_AIM_: Reproduce the listing below word for word, from start to end, and leave the pictures out of your copy.

_AVAILABLE RECORDS_:
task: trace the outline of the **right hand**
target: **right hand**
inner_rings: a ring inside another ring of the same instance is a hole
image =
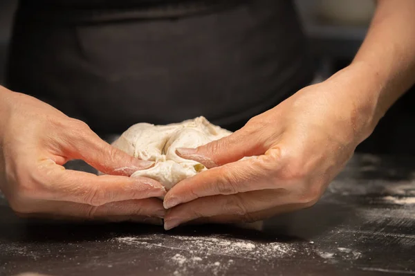
[[[82,159],[107,175],[65,169]],[[101,140],[84,122],[0,86],[0,190],[23,217],[162,223],[164,187],[130,178],[153,163]]]

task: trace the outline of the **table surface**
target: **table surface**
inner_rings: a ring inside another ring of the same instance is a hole
[[[0,275],[415,275],[415,158],[355,156],[311,208],[172,231],[16,217],[0,199]]]

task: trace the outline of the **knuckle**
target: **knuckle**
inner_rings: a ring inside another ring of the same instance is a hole
[[[231,214],[235,214],[243,217],[247,216],[248,214],[246,206],[237,194],[227,196],[223,208],[227,212]]]
[[[223,169],[219,172],[216,183],[216,192],[219,194],[233,194],[237,192],[234,178]]]
[[[98,219],[97,210],[98,206],[87,206],[85,209],[85,218],[88,220]]]
[[[93,187],[86,193],[84,201],[91,206],[100,206],[105,203],[104,199],[105,191],[99,187]]]
[[[317,203],[321,195],[322,191],[320,187],[310,187],[300,193],[297,202],[303,204],[305,207],[311,207]]]
[[[78,119],[71,118],[73,127],[79,130],[84,131],[85,129],[91,129],[88,124]]]
[[[298,158],[290,158],[286,165],[281,169],[279,175],[285,181],[300,181],[307,177],[308,172]]]
[[[256,216],[253,215],[251,213],[245,214],[242,217],[242,222],[248,223],[257,221],[259,219],[261,219],[259,217],[257,217]]]

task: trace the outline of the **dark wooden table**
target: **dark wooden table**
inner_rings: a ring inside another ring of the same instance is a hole
[[[0,199],[0,275],[415,275],[415,158],[356,156],[314,207],[262,225],[16,217]]]

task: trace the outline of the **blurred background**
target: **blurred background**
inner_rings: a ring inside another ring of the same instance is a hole
[[[0,84],[17,0],[0,1]],[[315,60],[316,81],[347,66],[365,37],[373,0],[295,1]],[[415,50],[415,49],[414,49]],[[388,111],[358,148],[371,154],[415,155],[415,93],[412,88]]]

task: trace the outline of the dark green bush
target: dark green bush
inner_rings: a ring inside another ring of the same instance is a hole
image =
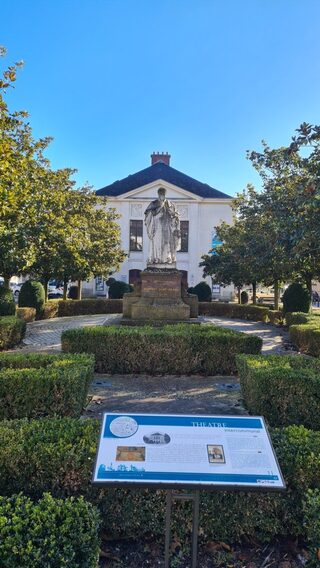
[[[311,298],[308,290],[302,286],[302,284],[294,282],[285,290],[282,302],[284,314],[287,312],[308,313],[310,310]]]
[[[163,535],[166,492],[155,489],[97,488],[91,477],[99,436],[96,420],[42,419],[0,423],[0,494],[23,490],[34,499],[83,495],[102,512],[113,537]],[[284,494],[201,492],[204,538],[237,541],[254,536],[305,536],[302,502],[307,489],[320,488],[320,432],[293,426],[271,431],[284,474]],[[219,515],[217,515],[219,511]],[[189,510],[177,506],[173,530],[185,536]]]
[[[80,416],[93,374],[90,355],[0,354],[0,419]]]
[[[16,304],[11,290],[0,286],[0,316],[14,316]]]
[[[19,308],[36,308],[37,318],[40,318],[45,303],[44,287],[41,282],[27,280],[21,286]]]
[[[78,297],[79,297],[79,288],[74,284],[69,288],[68,298],[70,298],[70,300],[77,300]]]
[[[26,323],[14,316],[0,317],[0,351],[14,347],[22,340]]]
[[[133,286],[131,286],[131,284],[127,284],[121,280],[112,279],[108,292],[111,300],[121,300],[121,298],[123,298],[123,294],[127,294],[128,292],[133,292]]]
[[[0,497],[1,568],[96,568],[97,509],[81,497]]]
[[[199,315],[220,316],[248,321],[268,321],[269,308],[224,302],[199,302]]]
[[[247,304],[249,302],[249,294],[245,290],[241,292],[241,304]]]
[[[273,426],[320,430],[320,361],[290,355],[237,357],[245,406]]]
[[[311,561],[308,566],[319,566],[320,551],[320,491],[309,490],[304,502],[304,524],[310,544]]]
[[[17,318],[22,319],[26,323],[34,321],[36,319],[36,309],[35,308],[17,308]]]
[[[212,325],[86,327],[62,334],[62,350],[93,353],[100,373],[230,374],[237,353],[259,353],[262,340]]]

_FULL ANSWER_:
task: trace the outline of the **right hand**
target: **right hand**
inner_rings: a ring inside another ring of the same instance is a hole
image =
[[[82,159],[107,175],[65,169]],[[101,140],[84,122],[0,86],[0,190],[23,217],[162,223],[164,187],[130,178],[153,163]]]

task: trace the outline of the **table surface**
target: **table surface**
inner_rings: a ring inside another ring of the same instance is a hole
[[[0,275],[415,275],[415,158],[355,156],[311,208],[172,231],[16,217],[0,199]]]

task: trace the outline of the **knuckle**
target: **knuckle**
inner_rings: a ring inside another ring of the same instance is a hole
[[[231,214],[235,214],[243,217],[247,216],[248,214],[246,206],[237,194],[227,196],[223,208],[227,212]]]
[[[223,169],[219,172],[216,183],[216,192],[219,194],[233,194],[237,192],[234,178]]]
[[[98,219],[97,210],[98,206],[87,206],[85,209],[85,218],[88,220]]]
[[[93,187],[86,193],[84,201],[91,206],[100,206],[105,203],[104,199],[105,191],[99,187]]]
[[[317,203],[321,195],[322,191],[320,187],[310,187],[300,193],[297,202],[303,204],[305,207],[311,207]]]
[[[78,119],[71,118],[73,127],[79,130],[84,131],[85,129],[91,129],[88,124]]]
[[[298,158],[290,158],[286,165],[281,169],[279,175],[285,181],[300,181],[307,177],[308,172]]]
[[[256,216],[253,215],[251,213],[245,214],[242,217],[242,222],[248,223],[257,221],[259,219],[261,219],[259,217],[257,217]]]

task: trace the outline of the **dark wooden table**
target: **dark wooden table**
inner_rings: a ring inside another ring of the same instance is a hole
[[[0,199],[0,275],[415,275],[415,158],[356,156],[314,207],[262,225],[16,217]]]

task: trace the outline of the **blurred background**
target: **blurred background**
inner_rings: a ring inside another ring of the same instance is a hole
[[[0,84],[17,0],[0,1]],[[315,60],[316,81],[347,66],[365,37],[373,0],[295,1]],[[415,50],[415,49],[414,49]],[[388,111],[358,148],[371,154],[415,155],[415,93],[412,88]]]

task: trace the outline of the dark green bush
target: dark green bush
inner_rings: a ring inside another ring of the same instance is a hole
image =
[[[311,298],[308,290],[302,286],[302,284],[294,282],[285,290],[282,302],[284,314],[287,312],[308,313],[310,310]]]
[[[163,535],[166,492],[155,489],[97,488],[91,477],[99,436],[96,420],[42,419],[0,423],[0,494],[23,490],[34,499],[83,495],[102,512],[113,537]],[[284,494],[201,492],[204,538],[237,541],[254,536],[305,536],[302,502],[307,489],[320,488],[320,432],[293,426],[271,431],[284,474]],[[219,515],[217,515],[219,511]],[[189,510],[177,506],[173,530],[185,536]]]
[[[80,416],[93,374],[90,355],[0,354],[0,419]]]
[[[16,304],[11,290],[0,286],[0,316],[14,316]]]
[[[19,308],[36,308],[37,318],[40,318],[45,303],[44,287],[41,282],[27,280],[21,286]]]
[[[78,297],[79,297],[79,288],[74,284],[69,288],[68,298],[70,298],[70,300],[77,300]]]
[[[26,323],[14,316],[0,317],[0,351],[14,347],[22,340]]]
[[[133,286],[131,286],[131,284],[127,284],[121,280],[112,279],[108,292],[111,300],[121,300],[121,298],[123,298],[123,294],[127,294],[128,292],[133,292]]]
[[[0,497],[1,568],[96,568],[97,509],[81,497]]]
[[[199,315],[220,316],[248,321],[268,321],[269,308],[224,302],[199,302]]]
[[[247,304],[249,302],[249,294],[245,290],[241,292],[241,304]]]
[[[273,426],[320,430],[320,361],[290,355],[237,357],[245,406]]]
[[[311,561],[308,566],[319,566],[320,551],[320,491],[309,490],[304,502],[304,524],[310,544]]]
[[[17,318],[22,319],[26,323],[34,321],[36,319],[36,309],[35,308],[17,308]]]
[[[212,325],[86,327],[62,334],[62,350],[93,353],[100,373],[230,374],[237,353],[259,353],[262,340]]]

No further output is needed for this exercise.